Dataset excerpt
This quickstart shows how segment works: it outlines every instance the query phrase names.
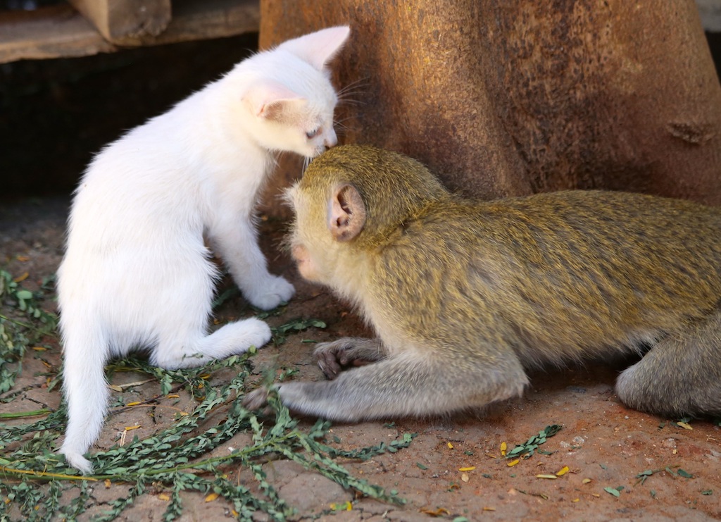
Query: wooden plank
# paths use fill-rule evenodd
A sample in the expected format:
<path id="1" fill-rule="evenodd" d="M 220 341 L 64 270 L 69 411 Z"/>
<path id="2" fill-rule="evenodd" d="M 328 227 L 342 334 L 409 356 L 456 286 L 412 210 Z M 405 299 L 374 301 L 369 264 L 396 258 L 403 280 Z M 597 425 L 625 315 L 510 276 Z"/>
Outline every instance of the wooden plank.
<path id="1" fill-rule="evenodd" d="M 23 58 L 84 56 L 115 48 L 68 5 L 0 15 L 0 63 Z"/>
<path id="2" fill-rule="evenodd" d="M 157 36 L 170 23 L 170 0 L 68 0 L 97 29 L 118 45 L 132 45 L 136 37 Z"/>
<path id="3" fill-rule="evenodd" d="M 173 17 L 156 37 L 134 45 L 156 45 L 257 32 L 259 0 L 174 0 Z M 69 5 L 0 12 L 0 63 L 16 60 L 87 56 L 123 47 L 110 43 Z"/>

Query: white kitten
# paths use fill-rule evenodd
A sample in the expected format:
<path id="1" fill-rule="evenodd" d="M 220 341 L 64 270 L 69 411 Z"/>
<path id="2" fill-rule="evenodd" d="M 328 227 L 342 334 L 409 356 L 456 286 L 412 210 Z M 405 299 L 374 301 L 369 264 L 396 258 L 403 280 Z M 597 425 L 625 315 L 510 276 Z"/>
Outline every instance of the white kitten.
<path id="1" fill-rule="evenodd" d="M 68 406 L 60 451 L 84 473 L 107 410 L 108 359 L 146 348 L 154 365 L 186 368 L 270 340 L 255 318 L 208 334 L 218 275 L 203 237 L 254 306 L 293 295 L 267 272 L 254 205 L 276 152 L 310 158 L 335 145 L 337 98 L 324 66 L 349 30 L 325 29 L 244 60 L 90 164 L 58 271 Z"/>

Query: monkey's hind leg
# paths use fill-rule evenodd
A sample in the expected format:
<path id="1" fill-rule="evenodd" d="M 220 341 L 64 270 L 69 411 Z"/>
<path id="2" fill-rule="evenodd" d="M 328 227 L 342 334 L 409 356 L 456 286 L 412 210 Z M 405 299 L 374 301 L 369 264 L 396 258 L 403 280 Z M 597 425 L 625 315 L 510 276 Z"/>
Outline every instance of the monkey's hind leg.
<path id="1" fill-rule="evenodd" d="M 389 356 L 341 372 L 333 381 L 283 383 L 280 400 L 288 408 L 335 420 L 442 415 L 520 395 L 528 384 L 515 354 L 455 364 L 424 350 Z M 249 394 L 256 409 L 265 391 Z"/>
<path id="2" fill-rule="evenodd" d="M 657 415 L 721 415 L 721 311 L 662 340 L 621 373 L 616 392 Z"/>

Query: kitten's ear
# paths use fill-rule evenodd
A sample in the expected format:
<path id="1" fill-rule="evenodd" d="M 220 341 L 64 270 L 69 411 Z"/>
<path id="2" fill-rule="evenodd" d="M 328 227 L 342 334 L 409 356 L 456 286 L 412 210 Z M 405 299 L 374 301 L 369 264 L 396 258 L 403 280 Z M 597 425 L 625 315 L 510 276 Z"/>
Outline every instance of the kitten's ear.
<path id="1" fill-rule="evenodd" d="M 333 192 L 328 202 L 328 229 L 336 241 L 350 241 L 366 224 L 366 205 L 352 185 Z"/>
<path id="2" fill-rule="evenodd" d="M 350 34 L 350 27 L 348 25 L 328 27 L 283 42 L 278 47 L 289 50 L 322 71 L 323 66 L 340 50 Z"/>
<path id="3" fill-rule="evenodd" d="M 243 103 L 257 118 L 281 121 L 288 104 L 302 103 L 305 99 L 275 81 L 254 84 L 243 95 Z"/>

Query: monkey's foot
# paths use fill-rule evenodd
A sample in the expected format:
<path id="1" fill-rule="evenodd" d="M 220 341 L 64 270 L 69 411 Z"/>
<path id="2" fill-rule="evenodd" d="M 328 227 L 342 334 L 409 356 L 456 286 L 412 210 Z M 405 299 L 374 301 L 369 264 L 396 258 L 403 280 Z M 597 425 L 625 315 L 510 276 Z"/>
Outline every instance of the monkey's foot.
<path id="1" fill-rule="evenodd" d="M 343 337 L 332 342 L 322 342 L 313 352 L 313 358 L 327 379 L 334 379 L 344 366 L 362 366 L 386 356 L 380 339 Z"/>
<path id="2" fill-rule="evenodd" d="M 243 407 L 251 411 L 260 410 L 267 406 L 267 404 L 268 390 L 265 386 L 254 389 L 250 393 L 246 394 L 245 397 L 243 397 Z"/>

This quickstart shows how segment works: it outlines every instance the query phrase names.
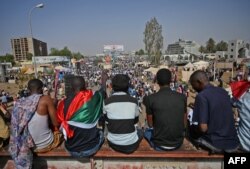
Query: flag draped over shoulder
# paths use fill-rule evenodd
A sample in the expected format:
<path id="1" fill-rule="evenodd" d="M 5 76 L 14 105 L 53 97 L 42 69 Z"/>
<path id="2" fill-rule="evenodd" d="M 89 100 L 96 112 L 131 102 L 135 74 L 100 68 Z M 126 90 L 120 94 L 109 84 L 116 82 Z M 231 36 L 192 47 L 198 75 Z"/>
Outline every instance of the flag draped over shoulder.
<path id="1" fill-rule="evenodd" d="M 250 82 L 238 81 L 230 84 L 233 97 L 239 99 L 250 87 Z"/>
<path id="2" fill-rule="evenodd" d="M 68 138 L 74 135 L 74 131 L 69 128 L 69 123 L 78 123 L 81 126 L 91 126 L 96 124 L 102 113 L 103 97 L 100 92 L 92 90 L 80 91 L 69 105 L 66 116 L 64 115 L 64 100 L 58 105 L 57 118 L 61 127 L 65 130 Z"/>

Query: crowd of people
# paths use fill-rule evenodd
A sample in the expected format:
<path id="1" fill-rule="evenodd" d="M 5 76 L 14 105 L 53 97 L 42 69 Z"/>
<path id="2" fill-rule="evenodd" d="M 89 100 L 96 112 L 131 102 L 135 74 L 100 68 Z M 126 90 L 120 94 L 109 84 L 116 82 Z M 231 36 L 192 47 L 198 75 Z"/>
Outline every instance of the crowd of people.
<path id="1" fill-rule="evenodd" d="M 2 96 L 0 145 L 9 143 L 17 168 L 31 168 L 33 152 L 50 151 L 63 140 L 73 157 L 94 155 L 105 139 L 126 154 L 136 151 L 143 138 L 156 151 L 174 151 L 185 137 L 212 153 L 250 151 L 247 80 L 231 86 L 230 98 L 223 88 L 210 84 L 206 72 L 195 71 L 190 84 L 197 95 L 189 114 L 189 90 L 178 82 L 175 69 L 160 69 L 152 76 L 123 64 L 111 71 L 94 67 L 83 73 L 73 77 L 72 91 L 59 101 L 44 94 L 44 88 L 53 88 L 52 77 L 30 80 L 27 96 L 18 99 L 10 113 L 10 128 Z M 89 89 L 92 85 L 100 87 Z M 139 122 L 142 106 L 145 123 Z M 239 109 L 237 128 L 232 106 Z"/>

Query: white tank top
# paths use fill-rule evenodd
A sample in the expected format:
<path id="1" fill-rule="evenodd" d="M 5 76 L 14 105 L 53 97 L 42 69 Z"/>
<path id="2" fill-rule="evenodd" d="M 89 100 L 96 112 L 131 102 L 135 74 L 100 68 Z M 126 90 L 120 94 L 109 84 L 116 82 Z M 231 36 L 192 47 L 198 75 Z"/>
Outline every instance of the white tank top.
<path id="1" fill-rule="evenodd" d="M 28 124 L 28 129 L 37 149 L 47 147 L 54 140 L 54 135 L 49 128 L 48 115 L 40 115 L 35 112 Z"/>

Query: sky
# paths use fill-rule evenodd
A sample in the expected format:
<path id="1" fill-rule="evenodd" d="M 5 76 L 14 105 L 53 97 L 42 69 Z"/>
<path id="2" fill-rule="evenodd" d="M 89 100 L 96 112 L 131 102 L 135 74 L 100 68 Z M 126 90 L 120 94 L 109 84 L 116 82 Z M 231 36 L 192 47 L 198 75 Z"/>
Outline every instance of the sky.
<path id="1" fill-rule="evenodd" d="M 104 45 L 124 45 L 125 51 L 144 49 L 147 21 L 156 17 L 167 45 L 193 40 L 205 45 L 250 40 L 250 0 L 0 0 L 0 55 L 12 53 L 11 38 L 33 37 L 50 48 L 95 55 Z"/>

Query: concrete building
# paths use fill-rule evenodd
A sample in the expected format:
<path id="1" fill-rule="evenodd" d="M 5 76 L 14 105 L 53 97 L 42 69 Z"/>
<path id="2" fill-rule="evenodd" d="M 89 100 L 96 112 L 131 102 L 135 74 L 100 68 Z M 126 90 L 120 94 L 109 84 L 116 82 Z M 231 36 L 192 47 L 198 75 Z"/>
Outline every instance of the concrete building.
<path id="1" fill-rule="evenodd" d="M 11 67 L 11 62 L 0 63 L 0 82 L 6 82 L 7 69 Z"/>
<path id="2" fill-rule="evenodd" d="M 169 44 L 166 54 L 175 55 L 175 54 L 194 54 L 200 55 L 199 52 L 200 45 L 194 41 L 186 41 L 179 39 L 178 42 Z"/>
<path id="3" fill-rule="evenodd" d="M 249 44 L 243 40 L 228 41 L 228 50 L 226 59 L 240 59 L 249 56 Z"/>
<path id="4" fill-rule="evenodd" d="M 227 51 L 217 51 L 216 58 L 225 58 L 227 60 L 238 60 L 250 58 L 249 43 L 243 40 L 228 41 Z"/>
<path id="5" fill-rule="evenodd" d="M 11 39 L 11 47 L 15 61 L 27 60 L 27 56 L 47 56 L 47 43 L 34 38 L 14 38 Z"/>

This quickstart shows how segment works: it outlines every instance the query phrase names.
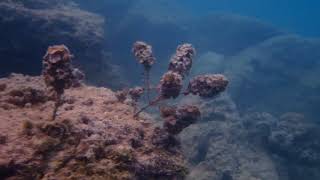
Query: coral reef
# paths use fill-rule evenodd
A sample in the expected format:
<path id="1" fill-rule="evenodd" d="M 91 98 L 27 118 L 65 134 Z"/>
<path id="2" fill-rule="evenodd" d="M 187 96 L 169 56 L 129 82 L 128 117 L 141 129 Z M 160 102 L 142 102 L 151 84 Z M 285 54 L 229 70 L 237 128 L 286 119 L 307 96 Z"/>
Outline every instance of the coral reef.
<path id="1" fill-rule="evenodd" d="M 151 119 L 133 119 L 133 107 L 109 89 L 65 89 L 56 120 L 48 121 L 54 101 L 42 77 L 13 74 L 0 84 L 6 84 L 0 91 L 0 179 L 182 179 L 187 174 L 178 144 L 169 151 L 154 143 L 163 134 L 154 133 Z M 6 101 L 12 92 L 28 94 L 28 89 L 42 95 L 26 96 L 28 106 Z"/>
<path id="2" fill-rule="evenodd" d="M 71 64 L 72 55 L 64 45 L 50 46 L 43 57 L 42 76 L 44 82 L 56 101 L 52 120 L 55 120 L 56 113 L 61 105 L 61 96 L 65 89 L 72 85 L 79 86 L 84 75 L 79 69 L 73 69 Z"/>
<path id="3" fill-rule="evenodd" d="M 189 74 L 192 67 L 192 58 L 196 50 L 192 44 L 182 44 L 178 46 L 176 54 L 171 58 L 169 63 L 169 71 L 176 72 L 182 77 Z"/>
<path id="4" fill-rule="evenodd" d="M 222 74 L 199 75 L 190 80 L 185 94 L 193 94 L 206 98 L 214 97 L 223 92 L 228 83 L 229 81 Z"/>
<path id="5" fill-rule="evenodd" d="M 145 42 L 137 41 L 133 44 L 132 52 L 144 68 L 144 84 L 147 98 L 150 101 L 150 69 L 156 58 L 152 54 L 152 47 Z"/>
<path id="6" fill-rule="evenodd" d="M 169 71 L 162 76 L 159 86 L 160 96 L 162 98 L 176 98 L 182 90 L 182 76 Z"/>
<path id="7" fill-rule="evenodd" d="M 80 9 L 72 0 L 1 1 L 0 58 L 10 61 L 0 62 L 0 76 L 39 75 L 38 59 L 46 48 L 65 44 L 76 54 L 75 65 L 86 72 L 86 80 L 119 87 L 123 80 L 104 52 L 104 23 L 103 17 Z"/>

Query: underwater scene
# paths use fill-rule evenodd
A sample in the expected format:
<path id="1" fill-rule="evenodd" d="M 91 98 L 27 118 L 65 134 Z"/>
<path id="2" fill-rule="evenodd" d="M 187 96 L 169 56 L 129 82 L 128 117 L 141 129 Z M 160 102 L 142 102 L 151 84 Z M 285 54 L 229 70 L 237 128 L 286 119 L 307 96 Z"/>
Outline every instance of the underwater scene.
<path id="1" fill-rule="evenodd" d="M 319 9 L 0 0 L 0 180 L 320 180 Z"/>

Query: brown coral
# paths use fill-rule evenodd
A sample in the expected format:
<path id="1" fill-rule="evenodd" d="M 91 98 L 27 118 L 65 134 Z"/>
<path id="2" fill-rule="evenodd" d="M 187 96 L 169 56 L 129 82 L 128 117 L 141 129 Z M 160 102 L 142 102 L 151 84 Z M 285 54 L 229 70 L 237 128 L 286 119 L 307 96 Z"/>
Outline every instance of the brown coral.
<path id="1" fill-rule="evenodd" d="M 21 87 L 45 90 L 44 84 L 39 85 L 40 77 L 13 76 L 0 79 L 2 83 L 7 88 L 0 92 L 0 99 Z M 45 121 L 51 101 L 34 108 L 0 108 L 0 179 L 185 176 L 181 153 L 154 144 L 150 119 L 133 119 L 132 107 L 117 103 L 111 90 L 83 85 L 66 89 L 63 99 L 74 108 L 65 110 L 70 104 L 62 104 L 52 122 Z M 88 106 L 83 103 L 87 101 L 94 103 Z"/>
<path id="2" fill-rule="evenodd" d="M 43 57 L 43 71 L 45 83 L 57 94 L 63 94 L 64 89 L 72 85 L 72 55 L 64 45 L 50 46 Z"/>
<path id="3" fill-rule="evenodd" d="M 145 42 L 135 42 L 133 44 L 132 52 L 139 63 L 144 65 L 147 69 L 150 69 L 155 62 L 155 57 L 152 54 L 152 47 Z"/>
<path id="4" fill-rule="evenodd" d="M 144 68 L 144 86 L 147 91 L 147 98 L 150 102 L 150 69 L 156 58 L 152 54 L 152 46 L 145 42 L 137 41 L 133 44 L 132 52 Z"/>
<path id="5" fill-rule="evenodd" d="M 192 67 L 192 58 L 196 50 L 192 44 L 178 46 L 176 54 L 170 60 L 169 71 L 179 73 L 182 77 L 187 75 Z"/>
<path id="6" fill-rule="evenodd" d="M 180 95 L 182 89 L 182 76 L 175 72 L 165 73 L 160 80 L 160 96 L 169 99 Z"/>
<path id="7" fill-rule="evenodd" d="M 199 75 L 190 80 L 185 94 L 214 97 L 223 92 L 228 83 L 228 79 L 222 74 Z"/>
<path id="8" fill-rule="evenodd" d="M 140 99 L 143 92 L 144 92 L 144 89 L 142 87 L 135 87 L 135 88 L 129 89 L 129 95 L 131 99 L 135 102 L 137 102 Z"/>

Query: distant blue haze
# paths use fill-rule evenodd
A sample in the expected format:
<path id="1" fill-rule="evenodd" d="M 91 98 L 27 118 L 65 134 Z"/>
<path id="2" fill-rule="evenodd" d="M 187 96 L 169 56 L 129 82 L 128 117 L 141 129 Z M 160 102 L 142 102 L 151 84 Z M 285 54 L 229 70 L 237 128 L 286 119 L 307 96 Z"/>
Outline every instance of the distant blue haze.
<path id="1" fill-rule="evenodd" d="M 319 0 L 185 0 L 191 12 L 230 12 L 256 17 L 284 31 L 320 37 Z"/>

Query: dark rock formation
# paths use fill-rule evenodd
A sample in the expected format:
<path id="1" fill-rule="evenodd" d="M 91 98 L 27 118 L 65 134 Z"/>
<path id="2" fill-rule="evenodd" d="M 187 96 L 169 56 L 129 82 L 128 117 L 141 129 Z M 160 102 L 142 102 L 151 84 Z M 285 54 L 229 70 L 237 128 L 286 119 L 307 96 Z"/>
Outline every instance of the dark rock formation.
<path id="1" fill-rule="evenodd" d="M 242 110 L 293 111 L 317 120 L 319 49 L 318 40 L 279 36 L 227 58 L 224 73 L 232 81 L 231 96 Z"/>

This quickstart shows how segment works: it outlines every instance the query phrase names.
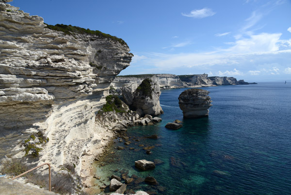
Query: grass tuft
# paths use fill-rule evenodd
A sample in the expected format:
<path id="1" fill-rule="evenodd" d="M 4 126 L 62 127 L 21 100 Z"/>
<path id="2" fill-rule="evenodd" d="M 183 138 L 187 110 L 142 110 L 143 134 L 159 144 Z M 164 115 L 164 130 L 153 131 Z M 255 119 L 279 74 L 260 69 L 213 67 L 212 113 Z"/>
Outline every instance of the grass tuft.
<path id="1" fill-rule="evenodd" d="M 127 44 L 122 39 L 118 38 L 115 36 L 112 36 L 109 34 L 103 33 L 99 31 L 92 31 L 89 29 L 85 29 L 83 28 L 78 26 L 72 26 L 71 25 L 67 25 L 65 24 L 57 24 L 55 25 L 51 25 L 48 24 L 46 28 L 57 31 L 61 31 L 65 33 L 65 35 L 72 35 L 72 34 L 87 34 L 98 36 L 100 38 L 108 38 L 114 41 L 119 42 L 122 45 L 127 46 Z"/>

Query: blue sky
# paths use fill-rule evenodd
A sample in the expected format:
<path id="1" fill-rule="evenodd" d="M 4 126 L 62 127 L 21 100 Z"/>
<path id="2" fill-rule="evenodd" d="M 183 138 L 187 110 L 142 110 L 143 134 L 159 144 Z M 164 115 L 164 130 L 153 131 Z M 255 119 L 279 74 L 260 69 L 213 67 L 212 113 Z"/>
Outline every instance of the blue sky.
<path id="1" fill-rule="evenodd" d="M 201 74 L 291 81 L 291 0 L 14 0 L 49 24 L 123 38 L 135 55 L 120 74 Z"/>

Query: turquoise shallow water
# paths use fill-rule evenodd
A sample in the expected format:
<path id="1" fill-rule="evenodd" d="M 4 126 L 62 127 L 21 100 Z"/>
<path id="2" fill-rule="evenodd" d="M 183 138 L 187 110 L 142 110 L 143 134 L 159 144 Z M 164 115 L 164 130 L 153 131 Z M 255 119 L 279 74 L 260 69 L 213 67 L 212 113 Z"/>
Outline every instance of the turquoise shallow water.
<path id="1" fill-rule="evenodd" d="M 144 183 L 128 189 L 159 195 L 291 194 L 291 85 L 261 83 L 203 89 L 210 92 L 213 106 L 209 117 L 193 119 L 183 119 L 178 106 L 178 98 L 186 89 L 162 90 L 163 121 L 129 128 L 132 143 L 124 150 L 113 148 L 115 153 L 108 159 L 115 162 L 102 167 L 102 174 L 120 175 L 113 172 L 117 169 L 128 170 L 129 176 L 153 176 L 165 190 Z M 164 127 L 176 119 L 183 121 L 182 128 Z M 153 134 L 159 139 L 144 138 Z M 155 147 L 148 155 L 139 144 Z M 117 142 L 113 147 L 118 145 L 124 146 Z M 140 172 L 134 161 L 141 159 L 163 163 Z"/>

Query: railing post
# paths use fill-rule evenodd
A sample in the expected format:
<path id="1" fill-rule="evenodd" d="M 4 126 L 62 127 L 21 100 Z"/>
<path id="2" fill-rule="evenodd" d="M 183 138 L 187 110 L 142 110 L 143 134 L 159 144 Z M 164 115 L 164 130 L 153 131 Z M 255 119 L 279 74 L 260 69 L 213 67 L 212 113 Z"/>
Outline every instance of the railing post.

Exercise aim:
Starting at the line that has "Query: brown coral" and stopping after the line that has "140 99 L 143", give those lines again with "orange coral" substituted for "brown coral" and nothing else changed.

Reply:
Query: orange coral
# paths use fill-rule evenodd
A sample in the expected format:
<path id="1" fill-rule="evenodd" d="M 91 98 L 27 118 L 65 134 Z"/>
<path id="2" fill-rule="evenodd" d="M 187 96 L 169 56 L 129 82 L 128 117 L 141 129 Z M 160 102 L 142 102 L 151 84 Z M 285 54 L 229 70 L 237 128 L 286 119 L 307 96 Z"/>
Outline every instance of the orange coral.
<path id="1" fill-rule="evenodd" d="M 21 87 L 45 90 L 44 84 L 39 85 L 40 77 L 13 76 L 0 79 L 2 83 L 7 88 L 0 92 L 0 99 Z M 45 121 L 51 101 L 34 108 L 0 108 L 0 179 L 185 176 L 181 153 L 154 144 L 150 119 L 133 119 L 132 107 L 117 103 L 111 90 L 83 85 L 66 89 L 63 99 L 74 108 L 65 110 L 70 104 L 62 104 L 52 122 Z M 88 106 L 83 103 L 87 101 L 94 103 Z"/>
<path id="2" fill-rule="evenodd" d="M 43 57 L 43 71 L 45 83 L 57 94 L 63 94 L 64 89 L 72 85 L 72 55 L 64 45 L 50 46 Z"/>
<path id="3" fill-rule="evenodd" d="M 145 42 L 135 42 L 133 44 L 132 52 L 139 63 L 144 65 L 147 69 L 150 69 L 155 62 L 155 57 L 152 54 L 152 47 Z"/>
<path id="4" fill-rule="evenodd" d="M 144 68 L 144 86 L 147 91 L 147 98 L 150 102 L 150 69 L 156 58 L 152 54 L 152 46 L 145 42 L 137 41 L 133 44 L 132 52 Z"/>
<path id="5" fill-rule="evenodd" d="M 192 67 L 192 58 L 196 50 L 192 44 L 178 46 L 176 54 L 170 60 L 169 71 L 179 73 L 182 77 L 187 75 Z"/>
<path id="6" fill-rule="evenodd" d="M 180 95 L 182 89 L 182 76 L 175 72 L 165 73 L 160 80 L 160 96 L 169 99 Z"/>
<path id="7" fill-rule="evenodd" d="M 199 75 L 190 80 L 185 94 L 214 97 L 223 92 L 228 83 L 228 79 L 222 74 Z"/>
<path id="8" fill-rule="evenodd" d="M 140 99 L 143 92 L 144 92 L 144 89 L 142 87 L 135 87 L 135 88 L 129 89 L 129 95 L 131 99 L 135 102 L 137 102 Z"/>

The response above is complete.